_AIM_. Reproduce every item below, substituting "one point per line" for each occurrence of "one entry per line" and leaving everything else unchanged.

_EXERCISE INPUTS_.

* * * * * * * * *

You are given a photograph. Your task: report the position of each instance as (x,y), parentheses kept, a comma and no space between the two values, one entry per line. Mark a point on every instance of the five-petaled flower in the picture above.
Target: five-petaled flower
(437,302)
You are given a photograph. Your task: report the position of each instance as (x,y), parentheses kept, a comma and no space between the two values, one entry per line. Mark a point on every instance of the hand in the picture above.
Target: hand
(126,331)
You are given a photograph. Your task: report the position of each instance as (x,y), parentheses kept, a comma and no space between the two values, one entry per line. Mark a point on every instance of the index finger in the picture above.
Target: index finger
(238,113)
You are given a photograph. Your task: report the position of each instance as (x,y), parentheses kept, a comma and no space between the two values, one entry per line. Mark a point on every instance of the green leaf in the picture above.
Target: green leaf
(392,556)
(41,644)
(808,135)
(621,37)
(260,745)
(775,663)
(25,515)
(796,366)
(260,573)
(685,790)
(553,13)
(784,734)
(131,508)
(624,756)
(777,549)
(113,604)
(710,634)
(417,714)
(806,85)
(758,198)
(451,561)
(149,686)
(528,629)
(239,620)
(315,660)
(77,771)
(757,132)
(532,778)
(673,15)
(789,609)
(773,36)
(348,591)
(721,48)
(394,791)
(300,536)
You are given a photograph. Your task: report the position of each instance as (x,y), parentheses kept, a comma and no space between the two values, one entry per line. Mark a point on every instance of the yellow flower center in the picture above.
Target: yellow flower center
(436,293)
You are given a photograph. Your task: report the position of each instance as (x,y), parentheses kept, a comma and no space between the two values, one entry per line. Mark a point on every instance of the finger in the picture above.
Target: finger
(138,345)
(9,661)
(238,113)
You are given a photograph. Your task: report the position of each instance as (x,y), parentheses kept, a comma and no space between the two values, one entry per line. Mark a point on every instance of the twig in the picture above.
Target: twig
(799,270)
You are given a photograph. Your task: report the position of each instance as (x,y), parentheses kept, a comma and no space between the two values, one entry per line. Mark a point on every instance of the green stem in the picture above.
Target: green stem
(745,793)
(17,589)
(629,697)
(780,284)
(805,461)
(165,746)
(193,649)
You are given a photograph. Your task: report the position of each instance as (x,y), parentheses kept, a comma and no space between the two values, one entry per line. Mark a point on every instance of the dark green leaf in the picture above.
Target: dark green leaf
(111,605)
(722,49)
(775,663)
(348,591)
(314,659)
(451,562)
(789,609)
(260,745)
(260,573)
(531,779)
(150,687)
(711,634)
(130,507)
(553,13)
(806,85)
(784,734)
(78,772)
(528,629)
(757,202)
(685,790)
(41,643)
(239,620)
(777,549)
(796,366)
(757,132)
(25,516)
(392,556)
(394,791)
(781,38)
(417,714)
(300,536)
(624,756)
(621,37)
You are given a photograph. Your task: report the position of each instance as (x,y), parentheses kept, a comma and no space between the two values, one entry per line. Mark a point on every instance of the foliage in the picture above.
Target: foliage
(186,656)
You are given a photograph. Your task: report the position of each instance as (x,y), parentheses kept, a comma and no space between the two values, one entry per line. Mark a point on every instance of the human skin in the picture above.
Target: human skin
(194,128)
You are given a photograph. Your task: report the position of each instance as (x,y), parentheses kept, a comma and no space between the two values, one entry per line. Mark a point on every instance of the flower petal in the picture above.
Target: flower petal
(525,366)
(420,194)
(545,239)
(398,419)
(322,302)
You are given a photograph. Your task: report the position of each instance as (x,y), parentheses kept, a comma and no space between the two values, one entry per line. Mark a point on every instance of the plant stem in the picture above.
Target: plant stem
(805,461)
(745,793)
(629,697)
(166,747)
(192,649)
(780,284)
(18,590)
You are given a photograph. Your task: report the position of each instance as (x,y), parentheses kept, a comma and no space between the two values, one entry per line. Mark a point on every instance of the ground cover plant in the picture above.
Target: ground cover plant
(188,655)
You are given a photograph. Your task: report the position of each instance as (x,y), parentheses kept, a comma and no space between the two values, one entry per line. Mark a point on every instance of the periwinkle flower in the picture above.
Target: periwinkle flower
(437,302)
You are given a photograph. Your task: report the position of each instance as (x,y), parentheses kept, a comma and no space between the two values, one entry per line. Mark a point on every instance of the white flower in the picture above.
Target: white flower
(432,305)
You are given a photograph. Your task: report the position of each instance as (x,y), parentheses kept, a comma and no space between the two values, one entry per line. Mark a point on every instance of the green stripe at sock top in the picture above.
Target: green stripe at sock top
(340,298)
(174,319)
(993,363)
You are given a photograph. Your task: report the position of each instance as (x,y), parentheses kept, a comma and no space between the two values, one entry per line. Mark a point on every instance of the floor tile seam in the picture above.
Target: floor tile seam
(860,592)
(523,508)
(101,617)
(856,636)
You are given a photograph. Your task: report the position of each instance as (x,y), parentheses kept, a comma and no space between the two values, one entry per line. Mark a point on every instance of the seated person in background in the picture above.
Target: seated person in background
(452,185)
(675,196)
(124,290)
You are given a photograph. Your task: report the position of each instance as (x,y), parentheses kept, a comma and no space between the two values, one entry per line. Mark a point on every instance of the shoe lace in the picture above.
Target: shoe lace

* * * * * * * * *

_RESULT_.
You are given a photograph. Your task: report the position of each instance as (x,y), parentheses kept, a comma and no space between the two values, one point per line. Mark a point on every instance of the five-petaled flower in the picture above.
Target: five-petaled flower
(437,302)
You are given a photograph. Your task: report the position of each instance as (x,y), parentheses kept, a comma and no space between the two values, one point per line. Mark a point on every instance of the hand in the picture above.
Target: hand
(126,331)
You are given a photograph. Your task: report the position of each instance as (x,y), parentheses kept, a comma and no space between the two values, one point per line. Mark a point on every instance of the index finger in the picture above.
Target: index finger
(238,113)
You are given a photograph. Your task: report the position of each instance as (x,y), parentheses kept, a comma and no space between the two values, one point per line. Mark a point on every instance of the green leaf in the picture above.
Target: green leaf
(392,556)
(41,644)
(808,135)
(621,37)
(260,745)
(775,663)
(25,515)
(796,366)
(260,573)
(685,790)
(553,13)
(784,734)
(131,508)
(624,756)
(777,549)
(113,604)
(710,634)
(417,714)
(806,85)
(758,198)
(451,561)
(149,686)
(528,629)
(239,620)
(315,660)
(77,771)
(757,132)
(532,778)
(673,15)
(789,609)
(773,36)
(348,591)
(721,48)
(394,791)
(300,536)
You are given a photograph. Your task: report the position of each instance as (x,y), parentheses kept, a comma and no space between the two values, one point per line. Mark a point on every instance of the yellow flower center in the picture above.
Target: yellow flower center
(436,293)
You are given a photograph. Your task: report the position of each instance as (x,y), parentheses kept, a comma and no space between the two values, one point per line. Mark a point on every instance of the finger in the picture above.
Target: finger
(138,345)
(9,661)
(238,113)
You are given a photograph. Your task: report the position of each instance as (x,y), parentheses kept, a comma and no space between the two values, one point per line. Mark a point on every instance of the twig in the picture above.
Target: twig
(799,270)
You are given a photograph. Your task: report the position of each instance as (x,y), parentheses kept, a comma and no space between the two values, one point per line. Mark a point on every instance of the green stem in the picture above.
Target: green stem
(745,793)
(17,589)
(629,697)
(780,284)
(805,461)
(165,746)
(193,649)
You are given a photograph. Your task: report the position of each instance as (x,y), parentheses kept, a comma and no space between the two values, one point per line. Mark a point on every instance of the dark green leaf in the picture above.
Target: dark green leaf
(111,605)
(722,49)
(775,663)
(348,591)
(314,659)
(451,562)
(789,609)
(260,745)
(260,573)
(531,779)
(150,687)
(711,634)
(130,507)
(553,13)
(806,85)
(784,734)
(78,772)
(528,629)
(757,202)
(685,790)
(41,643)
(239,620)
(777,549)
(796,366)
(757,132)
(25,516)
(392,556)
(394,791)
(781,38)
(417,714)
(300,536)
(624,756)
(621,37)
You are given a photograph. Your task: report the position of each instance as (x,y), parentheses kept, a comma and no space between the two values, one point per line. Mark a point on every instance of the foliage in the picture above.
Target: foliage
(186,656)
You are given a photograph. Your task: report the position of each instance as (x,y), parentheses kept, a comma and no space between the two values, one point per line. Mark a point on every instance of the human skin in the picture above.
Target: human skin
(194,128)
You are given a photograph. Your task: report the position of each instance as (x,y), parentheses kept, a comma and no space between the two values, one point per line. Mark a point on every instance of the flower petal in the picture above.
Target: flower petal
(525,366)
(420,194)
(545,239)
(398,419)
(322,302)
You are given a photograph. Your task: report the position of each instance as (x,y), parentheses kept, a comma and no space between the two values, one point per line. Mark a point on every instance of the plant stem in the picture above.
Target: plant stem
(805,461)
(745,793)
(629,697)
(166,747)
(192,649)
(780,284)
(18,590)
You are given a photograph. Your task: report the position of each instance as (x,y), parentheses kept, a comma and no space between the two values, one point per line. Mark a point on every instance of the ground cover plant in the picture above.
Target: ground cover plant
(188,655)
You are given a photograph. Your task: report the position of each instance as (x,y), parentheses kept, a comma and no space between the two values, one point per line. Mark a point on every instance of the periwinkle flower in the picture above.
Target: periwinkle flower
(437,302)
You are given a photograph. Your task: report the position of each instance as (x,y), parentheses kept, a comma and no space between the two values, one point per line. Mark a point on every instance of the white flower in the picture above.
Target: white flower
(432,305)
You are given a photograph. Your task: report the position of each instance as (x,y), parentheses kept, a comma and no space between the two values, one point per line. Mark a point on every instance of the green stripe at sock top in the picture above.
Target: green stripe at sock top
(340,298)
(174,319)
(993,363)
You are given a photograph. Your task: report the position of each instance as (x,y), parentheses kept, a comma and no space between the two values, one point per line. Mark a point on every instance of the floor tile seam in the picture above.
Target: floor tile seam
(860,592)
(523,508)
(101,617)
(856,636)
You are given a photograph. Your task: report the position of each instance as (x,y), parentheses kept, a comma and no space between the two values, one point per line. Mark a point on every instance of the seated person in background in the picture above.
Target: seated person in background
(452,185)
(675,196)
(124,290)
You are given a photograph. Your task: report the position of each instance as (x,y), parentheses kept, a comma and no space between the two values, one point per line. Mark a point on every instance of the shoe lace in the picture above.
Target: shoe lace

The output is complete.